DOCUMENT PASSAGE.
The Metro of Paris is Europe’s best subway system and allows locals and visitors to go from one point to another in Paris quickly and cheaply.
Inaugurated in 1900 for the Paris World Fair, the centenary Paris Metro has grown organically, trying to adapt itself to the city’s new needs. For this reason, the Metro of Paris is a labyrinthine (sometimes chaotic) network of railroads, corridors, and metro stations, and it can be overwhelming for first-timers in Paris.
The good news is that with the right information, the Paris Metro system is relatively easy to use, and it is a great way to discover Paris like a local.
This quick guide to the Paris Metro for tourists gives information on the different Paris Metro tickets 2024 (and how to buy them) and our best tips on how to use the Paris Metro 2024. If you want to know if any Paris Metro Strike is scheduled during your coming trip to Paris, then head to this post.
Content of this Paris Metro Guide 2024
- Paris Metro Tickets 2024
- Navigo Easy: Best Paris Metro Pass for Tourists
- Paris Metro Day Pass 2024: Is it Worth it?
- Other Metro Paris Tickets 2024
- Paris Metro Lines and Paris Metro Map
- Paris Metro Hours and Paris Metro Rush Hour
- How to Use the Paris Metro – Top Local Tips
- Metro of Paris Etiquette
- When Things Go Wrong
- How to Avoid Pickpockets in the Metro of Paris
1. Paris Metro Tickets 2024
The Paris Metro tickets are also called T+ tickets. You can use the Paris Metro tickets for zones 1-3 only (= within Paris) for the next 90 minutes after validation (without exiting the network). With this Metro Paris ticket, you can also travel by bus, tramway, RER (within the limits of Paris), and Montmartre’s funicular.
GOOD TO KNOW: With a Ticket T+, you can connect for free between metro-metro, RER-RER, and metro-RER in central Paris for 90 minutes from your first validation. You can take the Montmartre funicular with a Ticket T+, but you cannot connect to other modes of transport.

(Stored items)
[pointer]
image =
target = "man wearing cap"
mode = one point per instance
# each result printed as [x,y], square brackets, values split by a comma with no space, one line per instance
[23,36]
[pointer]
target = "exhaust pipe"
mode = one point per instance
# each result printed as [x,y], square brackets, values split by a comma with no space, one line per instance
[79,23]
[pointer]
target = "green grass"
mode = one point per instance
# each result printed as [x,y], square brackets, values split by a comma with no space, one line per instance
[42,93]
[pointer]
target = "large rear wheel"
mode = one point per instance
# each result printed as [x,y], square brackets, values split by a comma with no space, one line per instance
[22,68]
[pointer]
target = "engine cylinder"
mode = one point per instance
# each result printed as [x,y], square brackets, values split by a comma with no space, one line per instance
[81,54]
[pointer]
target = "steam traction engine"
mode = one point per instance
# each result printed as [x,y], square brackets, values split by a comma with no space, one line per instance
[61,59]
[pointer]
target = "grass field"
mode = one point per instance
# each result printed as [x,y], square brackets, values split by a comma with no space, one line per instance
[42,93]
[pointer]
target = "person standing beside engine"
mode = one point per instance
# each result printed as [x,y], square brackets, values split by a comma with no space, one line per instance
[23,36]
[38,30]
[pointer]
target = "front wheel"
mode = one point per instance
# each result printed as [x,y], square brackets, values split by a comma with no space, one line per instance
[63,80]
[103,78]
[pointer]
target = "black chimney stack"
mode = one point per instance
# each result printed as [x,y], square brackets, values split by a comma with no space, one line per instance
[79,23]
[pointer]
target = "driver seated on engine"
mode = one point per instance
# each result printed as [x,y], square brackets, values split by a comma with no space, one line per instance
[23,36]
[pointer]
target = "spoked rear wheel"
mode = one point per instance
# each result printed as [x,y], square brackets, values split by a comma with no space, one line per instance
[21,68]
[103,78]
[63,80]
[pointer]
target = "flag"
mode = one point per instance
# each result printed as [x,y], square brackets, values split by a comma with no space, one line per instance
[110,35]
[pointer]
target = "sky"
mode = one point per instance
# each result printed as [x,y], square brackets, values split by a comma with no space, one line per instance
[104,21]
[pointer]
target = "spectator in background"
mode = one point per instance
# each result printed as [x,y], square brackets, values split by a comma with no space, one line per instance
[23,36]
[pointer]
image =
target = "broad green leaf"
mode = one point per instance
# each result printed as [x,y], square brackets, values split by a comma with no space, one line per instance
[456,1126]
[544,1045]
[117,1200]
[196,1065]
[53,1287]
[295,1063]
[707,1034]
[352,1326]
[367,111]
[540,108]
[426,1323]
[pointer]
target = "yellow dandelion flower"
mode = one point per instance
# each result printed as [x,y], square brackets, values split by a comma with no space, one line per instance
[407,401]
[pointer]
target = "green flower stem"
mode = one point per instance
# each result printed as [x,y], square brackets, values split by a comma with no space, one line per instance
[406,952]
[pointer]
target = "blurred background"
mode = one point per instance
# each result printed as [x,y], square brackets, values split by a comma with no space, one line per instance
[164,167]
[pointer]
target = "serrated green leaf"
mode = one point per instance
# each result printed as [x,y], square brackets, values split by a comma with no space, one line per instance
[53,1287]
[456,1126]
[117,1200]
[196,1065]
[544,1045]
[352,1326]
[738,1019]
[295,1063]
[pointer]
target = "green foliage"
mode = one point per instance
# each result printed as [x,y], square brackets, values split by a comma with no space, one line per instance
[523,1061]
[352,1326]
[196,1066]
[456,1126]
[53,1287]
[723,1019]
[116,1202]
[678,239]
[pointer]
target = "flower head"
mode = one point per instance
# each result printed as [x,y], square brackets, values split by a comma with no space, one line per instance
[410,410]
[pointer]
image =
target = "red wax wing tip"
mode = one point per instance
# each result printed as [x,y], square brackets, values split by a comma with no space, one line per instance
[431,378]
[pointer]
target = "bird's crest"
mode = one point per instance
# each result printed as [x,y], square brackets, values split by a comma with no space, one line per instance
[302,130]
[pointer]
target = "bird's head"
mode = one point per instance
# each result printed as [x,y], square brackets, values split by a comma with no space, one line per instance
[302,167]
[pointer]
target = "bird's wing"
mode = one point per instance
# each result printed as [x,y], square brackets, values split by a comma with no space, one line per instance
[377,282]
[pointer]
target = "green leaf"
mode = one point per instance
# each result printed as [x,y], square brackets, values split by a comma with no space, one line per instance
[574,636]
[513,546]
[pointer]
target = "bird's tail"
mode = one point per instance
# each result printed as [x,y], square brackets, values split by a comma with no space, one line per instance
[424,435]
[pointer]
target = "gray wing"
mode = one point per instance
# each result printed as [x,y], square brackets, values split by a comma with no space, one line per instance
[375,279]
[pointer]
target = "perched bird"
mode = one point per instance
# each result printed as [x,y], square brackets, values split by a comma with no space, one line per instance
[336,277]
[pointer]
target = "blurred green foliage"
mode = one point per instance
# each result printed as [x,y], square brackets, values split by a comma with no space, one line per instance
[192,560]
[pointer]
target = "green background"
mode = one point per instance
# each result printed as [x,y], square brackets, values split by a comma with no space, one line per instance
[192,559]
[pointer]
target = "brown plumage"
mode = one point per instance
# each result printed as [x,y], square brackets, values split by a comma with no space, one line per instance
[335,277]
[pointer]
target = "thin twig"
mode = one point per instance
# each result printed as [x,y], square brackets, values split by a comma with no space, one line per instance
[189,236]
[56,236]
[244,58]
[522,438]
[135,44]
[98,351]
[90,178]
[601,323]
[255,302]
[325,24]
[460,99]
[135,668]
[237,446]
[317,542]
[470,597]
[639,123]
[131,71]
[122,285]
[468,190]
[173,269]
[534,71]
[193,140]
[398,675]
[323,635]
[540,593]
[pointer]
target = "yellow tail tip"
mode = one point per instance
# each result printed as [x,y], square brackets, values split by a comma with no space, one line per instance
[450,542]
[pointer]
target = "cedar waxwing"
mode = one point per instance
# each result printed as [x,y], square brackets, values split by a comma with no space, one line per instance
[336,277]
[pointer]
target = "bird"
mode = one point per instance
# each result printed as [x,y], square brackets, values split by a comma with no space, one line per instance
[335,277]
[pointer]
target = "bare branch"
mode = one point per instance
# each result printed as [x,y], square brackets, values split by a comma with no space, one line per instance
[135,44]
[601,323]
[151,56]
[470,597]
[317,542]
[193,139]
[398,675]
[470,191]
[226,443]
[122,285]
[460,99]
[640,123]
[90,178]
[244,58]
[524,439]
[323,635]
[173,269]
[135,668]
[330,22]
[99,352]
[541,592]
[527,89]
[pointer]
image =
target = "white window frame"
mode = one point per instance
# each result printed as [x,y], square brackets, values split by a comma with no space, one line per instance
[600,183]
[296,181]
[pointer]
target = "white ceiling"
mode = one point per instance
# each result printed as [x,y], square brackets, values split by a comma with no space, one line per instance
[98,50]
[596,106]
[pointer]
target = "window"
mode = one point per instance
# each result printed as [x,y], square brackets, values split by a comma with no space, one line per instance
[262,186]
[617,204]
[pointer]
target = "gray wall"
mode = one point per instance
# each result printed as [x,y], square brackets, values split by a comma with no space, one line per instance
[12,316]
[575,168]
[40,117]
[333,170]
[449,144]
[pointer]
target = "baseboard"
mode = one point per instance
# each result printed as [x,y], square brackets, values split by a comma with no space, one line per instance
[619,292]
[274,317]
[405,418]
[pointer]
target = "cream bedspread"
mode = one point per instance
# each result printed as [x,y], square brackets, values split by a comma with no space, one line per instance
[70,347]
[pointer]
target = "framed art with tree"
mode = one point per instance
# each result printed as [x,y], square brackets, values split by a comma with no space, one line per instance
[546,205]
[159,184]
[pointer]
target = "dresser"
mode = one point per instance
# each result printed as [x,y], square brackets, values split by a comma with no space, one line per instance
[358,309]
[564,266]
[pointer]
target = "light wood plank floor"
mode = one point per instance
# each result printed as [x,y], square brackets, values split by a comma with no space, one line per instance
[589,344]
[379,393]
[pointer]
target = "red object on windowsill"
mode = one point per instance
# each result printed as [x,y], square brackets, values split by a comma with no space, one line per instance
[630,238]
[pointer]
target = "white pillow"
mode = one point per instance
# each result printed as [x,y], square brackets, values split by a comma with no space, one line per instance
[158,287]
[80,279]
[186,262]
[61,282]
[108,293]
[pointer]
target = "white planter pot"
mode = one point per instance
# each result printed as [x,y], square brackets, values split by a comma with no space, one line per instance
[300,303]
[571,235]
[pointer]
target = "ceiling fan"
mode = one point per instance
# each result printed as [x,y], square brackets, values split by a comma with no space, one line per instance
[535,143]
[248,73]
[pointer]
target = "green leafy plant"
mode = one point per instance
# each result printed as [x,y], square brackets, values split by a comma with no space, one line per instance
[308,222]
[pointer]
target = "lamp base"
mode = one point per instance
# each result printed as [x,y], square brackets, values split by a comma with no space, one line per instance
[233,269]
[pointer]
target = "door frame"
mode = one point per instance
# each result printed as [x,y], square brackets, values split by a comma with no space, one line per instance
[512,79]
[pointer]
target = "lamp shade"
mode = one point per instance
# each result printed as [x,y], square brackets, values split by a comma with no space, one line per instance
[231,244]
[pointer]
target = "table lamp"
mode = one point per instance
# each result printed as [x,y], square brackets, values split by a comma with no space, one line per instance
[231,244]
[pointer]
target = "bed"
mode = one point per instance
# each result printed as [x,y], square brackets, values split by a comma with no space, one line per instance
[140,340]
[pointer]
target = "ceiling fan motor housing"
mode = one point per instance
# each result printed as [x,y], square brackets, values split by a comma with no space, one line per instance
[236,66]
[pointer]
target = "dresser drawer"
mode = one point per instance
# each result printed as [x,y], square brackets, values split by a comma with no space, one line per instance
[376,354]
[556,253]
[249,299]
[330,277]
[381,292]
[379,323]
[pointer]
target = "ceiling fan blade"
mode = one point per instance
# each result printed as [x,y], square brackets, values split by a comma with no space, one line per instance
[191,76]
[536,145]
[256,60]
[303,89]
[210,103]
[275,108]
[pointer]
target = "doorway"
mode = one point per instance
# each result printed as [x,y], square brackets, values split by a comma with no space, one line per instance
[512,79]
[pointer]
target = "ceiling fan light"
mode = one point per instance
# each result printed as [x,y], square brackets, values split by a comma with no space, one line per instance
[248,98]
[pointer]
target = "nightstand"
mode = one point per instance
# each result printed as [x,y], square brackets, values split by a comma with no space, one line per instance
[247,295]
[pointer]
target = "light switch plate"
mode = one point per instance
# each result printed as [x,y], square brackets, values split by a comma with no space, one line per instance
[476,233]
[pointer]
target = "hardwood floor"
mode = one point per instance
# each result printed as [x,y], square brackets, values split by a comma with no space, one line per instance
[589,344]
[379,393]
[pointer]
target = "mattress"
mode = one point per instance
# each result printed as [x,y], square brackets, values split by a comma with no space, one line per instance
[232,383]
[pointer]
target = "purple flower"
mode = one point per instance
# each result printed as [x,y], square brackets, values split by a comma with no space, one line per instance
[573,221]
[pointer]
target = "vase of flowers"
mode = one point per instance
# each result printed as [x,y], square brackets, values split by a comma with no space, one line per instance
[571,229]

WHAT YOU SHOULD DO.
Quote the Paris Metro guide in full, word for word.

EXERCISE OUTPUT.
The Metro of Paris is Europe’s best subway system and allows locals and visitors to go from one point to another in Paris quickly and cheaply.
Inaugurated in 1900 for the Paris World Fair, the centenary Paris Metro has grown organically, trying to adapt itself to the city’s new needs. For this reason, the Metro of Paris is a labyrinthine (sometimes chaotic) network of railroads, corridors, and metro stations, and it can be overwhelming for first-timers in Paris.
The good news is that with the right information, the Paris Metro system is relatively easy to use, and it is a great way to discover Paris like a local.
This quick guide to the Paris Metro for tourists gives information on the different Paris Metro tickets 2024 (and how to buy them) and our best tips on how to use the Paris Metro 2024. If you want to know if any Paris Metro Strike is scheduled during your coming trip to Paris, then head to this post.
Content of this Paris Metro Guide 2024
- Paris Metro Tickets 2024
- Navigo Easy: Best Paris Metro Pass for Tourists
- Paris Metro Day Pass 2024: Is it Worth it?
- Other Metro Paris Tickets 2024
- Paris Metro Lines and Paris Metro Map
- Paris Metro Hours and Paris Metro Rush Hour
- How to Use the Paris Metro – Top Local Tips
- Metro of Paris Etiquette
- When Things Go Wrong
- How to Avoid Pickpockets in the Metro of Paris
1. Paris Metro Tickets 2024
The Paris Metro tickets are also called T+ tickets. You can use the Paris Metro tickets for zones 1-3 only (= within Paris) for the next 90 minutes after validation (without exiting the network). With this Metro Paris ticket, you can also travel by bus, tramway, RER (within the limits of Paris), and Montmartre’s funicular.
GOOD TO KNOW: With a Ticket T+, you can connect for free between metro-metro, RER-RER, and metro-RER in central Paris for 90 minutes from your first validation. You can take the Montmartre funicular with a Ticket T+, but you cannot connect to other modes of transport.